Document extract:
═══

The last bits and pieces: comeuppance, a dream deferred--in other words, the usual.
And the thing I had with me I couldn't do this without, as always, is the incredible support and love from my fam and friends, who should surely be tired of me doing shit like this by now and yet still say “That’s awesome!” whenever I announce my next crazy plan.
x
I stopped for one last fill-up approximately a kilometer from
the bike rental place. I had my lady cued up in my ear but something went
terribly wrong: she was trying to help me, the lady, but we weren’t in sync and
I couldn’t follow her directions and so I rode around in circles (literally—Australia
is gaga for roundabouts) for a good 15 minutes, the whole time chanting to
myself Most accidents happen within 5
miles of home, stay to the left, look
to the right, most accidents happen within 5 miles of home. The temperature
was creeping up, of course, so by the time my lady and I figured out where we
were, I only had to wait for about 37 cycles of this one light so I could make
a right-hand turn and finally—FINALLY—I was done. I heeled the stand down for
the final time, swung my leg over, and there was Neville, the Friendly Motorcycle
Guy. He came up saying “Hello,” then, as I pulled my helmet off, he
did a little double take and made an even friendlier hello—“You’ve been gone a
while, haven’t you?” Indeed!

═══

The tasks:
(a) Answer these questions about the motorcycle trip post:
(i) How far from the bike rental place was the last fill-up?
(ii) For about how long did the writer ride around in circles?
(iii) What is the name of the man at the rental place?
(b) Reproduce the part of the motorcycle trip post starting at "The last bits" and ending at "next crazy plan.".
(c) Do these statements agree with the motorcycle trip post? For each, answer yes or no and quote the words that decide it.
(i) The writer's family and friends respond to each new plan by calling it awesome.
(ii) The writer waited through about 37 cycles of a light to make a left-hand turn.
(iii) The last fill-up was about ten kilometers from the bike rental place.

Collection entries:
═══

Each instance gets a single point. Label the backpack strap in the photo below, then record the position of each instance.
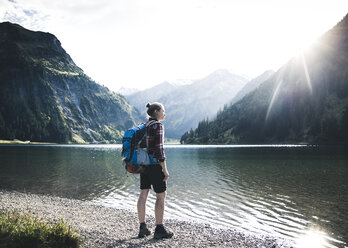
(147, 125)
(146, 132)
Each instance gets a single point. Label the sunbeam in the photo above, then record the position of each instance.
(308, 79)
(275, 93)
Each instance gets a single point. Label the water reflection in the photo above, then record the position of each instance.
(280, 191)
(312, 238)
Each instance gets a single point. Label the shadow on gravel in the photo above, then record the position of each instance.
(134, 242)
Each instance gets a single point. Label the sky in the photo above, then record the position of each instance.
(142, 43)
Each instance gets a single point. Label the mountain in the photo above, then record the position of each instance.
(141, 98)
(306, 100)
(45, 97)
(127, 91)
(252, 85)
(187, 104)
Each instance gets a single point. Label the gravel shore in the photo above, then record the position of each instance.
(101, 226)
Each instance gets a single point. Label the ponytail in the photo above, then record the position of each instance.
(152, 107)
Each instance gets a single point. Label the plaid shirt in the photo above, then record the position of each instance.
(155, 139)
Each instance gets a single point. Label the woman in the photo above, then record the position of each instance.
(155, 175)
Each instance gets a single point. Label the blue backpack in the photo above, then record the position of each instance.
(134, 152)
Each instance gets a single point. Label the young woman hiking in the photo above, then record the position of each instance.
(155, 175)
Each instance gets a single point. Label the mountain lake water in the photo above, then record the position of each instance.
(296, 193)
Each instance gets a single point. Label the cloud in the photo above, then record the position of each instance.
(120, 42)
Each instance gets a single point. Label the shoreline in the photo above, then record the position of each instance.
(101, 226)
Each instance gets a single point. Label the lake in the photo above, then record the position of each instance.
(298, 193)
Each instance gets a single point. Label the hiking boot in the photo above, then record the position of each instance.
(144, 231)
(162, 233)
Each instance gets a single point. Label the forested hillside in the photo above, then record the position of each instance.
(45, 97)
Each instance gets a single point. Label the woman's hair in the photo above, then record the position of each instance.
(152, 107)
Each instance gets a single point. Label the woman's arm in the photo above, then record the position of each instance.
(165, 171)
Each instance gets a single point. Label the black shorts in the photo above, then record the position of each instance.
(153, 175)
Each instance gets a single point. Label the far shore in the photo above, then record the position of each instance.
(101, 226)
(21, 142)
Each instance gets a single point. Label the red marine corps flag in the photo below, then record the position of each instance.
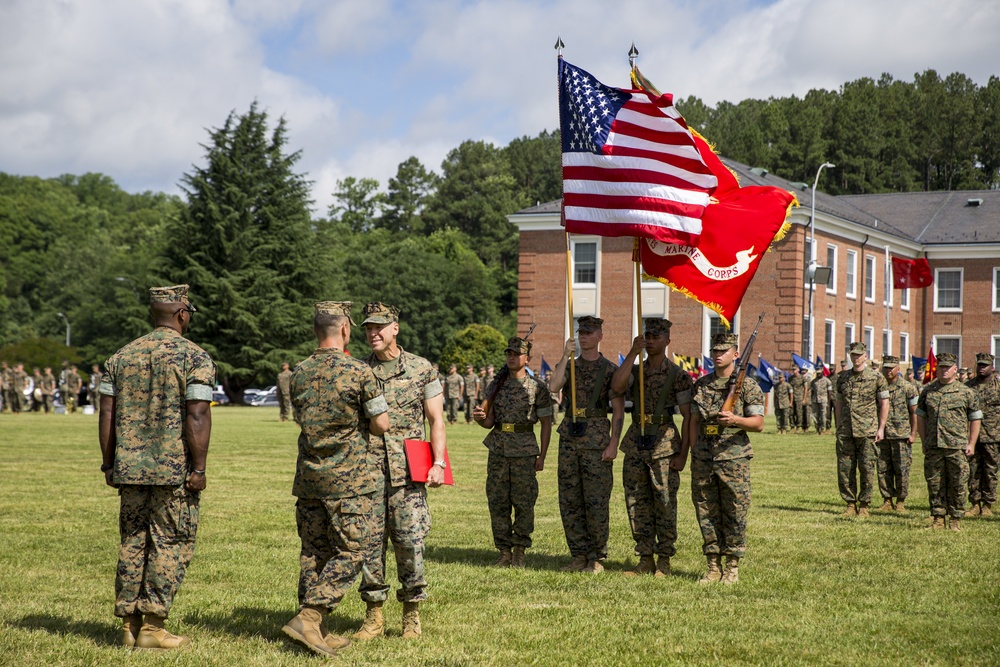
(737, 229)
(911, 273)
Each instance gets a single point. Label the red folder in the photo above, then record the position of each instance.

═══

Exercise responses:
(a)
(i) Approximately a kilometer
(ii) A good 15 minutes
(iii) Neville

(b)
The last bits and pieces: comeuppance, a dream deferred--in other words, the usual.
And the thing I had with me I couldn't do this without, as always, is the incredible support and love from my fam and friends, who should surely be tired of me doing shit like this by now and yet still say “That’s awesome!” whenever I announce my next crazy plan.

(c)
(i) Yes: "still say “That’s awesome!” whenever I announce my next crazy plan"
(ii) No: "so I could make a right-hand turn"
(iii) No: "approximately a kilometer from the bike rental place"